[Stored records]

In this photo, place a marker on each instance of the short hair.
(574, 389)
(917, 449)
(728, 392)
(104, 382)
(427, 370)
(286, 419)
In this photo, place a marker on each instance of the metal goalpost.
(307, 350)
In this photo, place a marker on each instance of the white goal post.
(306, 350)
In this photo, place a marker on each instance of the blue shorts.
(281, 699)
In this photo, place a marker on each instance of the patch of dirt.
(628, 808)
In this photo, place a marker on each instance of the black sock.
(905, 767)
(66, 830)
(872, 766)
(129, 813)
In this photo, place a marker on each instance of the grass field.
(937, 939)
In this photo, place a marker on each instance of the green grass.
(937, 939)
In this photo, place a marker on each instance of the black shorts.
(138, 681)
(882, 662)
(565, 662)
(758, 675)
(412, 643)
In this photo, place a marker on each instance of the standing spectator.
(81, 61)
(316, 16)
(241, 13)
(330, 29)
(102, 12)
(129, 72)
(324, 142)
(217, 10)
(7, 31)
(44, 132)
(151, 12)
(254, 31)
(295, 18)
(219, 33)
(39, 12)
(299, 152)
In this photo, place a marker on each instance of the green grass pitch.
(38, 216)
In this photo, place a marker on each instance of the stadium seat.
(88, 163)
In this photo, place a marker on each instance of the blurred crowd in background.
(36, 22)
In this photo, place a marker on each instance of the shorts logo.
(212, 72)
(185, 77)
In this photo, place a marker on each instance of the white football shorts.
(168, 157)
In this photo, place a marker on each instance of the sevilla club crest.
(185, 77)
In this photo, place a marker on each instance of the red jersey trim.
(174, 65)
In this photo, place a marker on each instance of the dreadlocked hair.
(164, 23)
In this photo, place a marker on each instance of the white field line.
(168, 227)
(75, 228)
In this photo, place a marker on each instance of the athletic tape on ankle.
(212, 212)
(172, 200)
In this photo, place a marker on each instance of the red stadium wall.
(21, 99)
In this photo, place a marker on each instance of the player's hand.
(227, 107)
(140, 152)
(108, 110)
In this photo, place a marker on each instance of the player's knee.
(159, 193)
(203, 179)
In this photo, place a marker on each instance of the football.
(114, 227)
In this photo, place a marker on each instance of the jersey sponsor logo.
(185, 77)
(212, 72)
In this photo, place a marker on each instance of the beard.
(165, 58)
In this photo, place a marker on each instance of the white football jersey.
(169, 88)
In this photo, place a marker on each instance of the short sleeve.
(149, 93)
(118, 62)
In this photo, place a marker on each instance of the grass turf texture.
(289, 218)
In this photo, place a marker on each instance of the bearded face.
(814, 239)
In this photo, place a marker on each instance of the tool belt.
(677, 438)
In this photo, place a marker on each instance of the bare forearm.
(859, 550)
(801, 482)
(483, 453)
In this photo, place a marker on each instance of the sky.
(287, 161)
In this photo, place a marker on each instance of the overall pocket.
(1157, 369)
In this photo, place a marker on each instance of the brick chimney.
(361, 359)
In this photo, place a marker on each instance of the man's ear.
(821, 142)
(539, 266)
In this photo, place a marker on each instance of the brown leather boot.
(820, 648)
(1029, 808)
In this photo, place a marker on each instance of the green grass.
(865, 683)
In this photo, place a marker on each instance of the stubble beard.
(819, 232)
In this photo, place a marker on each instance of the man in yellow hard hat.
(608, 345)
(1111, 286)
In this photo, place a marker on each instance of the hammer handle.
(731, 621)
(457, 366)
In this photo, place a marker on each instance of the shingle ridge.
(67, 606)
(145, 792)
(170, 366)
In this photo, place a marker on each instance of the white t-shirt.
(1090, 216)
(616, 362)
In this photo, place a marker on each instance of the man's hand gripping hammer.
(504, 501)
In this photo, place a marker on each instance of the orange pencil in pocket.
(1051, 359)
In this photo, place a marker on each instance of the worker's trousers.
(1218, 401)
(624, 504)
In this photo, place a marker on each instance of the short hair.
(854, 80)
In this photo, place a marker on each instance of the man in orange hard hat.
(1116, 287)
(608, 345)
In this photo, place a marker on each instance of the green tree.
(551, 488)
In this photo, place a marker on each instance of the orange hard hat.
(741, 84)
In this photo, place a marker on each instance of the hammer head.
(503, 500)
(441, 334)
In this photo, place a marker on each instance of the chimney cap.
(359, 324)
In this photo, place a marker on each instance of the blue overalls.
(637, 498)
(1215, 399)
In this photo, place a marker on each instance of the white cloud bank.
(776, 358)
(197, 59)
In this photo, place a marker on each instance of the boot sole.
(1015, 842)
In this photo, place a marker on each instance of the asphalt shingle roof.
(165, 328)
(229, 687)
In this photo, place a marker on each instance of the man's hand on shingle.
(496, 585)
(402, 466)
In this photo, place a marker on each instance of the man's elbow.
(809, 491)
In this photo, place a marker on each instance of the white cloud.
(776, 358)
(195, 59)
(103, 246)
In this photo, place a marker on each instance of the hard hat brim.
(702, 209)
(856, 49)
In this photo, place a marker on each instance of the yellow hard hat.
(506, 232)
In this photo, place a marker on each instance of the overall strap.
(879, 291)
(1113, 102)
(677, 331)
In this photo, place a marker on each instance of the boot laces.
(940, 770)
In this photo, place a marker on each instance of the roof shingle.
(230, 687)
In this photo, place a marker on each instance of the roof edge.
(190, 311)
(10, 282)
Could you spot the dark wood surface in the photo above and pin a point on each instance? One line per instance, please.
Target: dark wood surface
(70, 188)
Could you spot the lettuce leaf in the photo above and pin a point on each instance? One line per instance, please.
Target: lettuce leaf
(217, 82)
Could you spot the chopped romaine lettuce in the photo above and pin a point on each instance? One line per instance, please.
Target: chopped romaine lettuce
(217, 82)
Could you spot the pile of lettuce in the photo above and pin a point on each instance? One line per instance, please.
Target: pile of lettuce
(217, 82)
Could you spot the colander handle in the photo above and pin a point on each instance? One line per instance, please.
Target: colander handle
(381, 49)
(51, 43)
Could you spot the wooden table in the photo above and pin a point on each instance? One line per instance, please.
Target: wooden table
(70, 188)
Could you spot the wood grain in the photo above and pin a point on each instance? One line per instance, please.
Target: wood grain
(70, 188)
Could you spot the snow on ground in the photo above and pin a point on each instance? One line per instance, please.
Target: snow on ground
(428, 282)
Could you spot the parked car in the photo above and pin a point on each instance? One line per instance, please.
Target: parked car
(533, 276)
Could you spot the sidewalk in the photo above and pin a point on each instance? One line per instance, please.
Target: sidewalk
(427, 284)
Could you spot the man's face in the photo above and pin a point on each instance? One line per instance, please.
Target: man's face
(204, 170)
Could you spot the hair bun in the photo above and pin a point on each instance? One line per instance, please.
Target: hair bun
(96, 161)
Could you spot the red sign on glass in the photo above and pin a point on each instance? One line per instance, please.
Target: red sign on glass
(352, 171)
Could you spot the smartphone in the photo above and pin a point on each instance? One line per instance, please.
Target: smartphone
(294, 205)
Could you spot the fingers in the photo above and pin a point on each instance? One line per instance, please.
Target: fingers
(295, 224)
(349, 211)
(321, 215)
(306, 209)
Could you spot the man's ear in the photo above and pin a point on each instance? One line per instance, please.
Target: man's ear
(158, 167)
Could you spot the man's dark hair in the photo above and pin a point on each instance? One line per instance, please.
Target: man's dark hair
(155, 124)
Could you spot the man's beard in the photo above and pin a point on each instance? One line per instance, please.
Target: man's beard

**Task to complete**
Reproduce only the lines above spanning from the line containing "Target: chopped romaine lettuce" through the line containing "Could you spot the colander", word for word.

**Written solution**
Target: chopped romaine lettuce
(217, 82)
Could you spot the pile of lettuce in the photo above and pin a point on each instance? One line per instance, please.
Target: pile of lettuce
(217, 82)
Could you spot the colander handle in the photo above and pin a point on each instance? One line per instance, please.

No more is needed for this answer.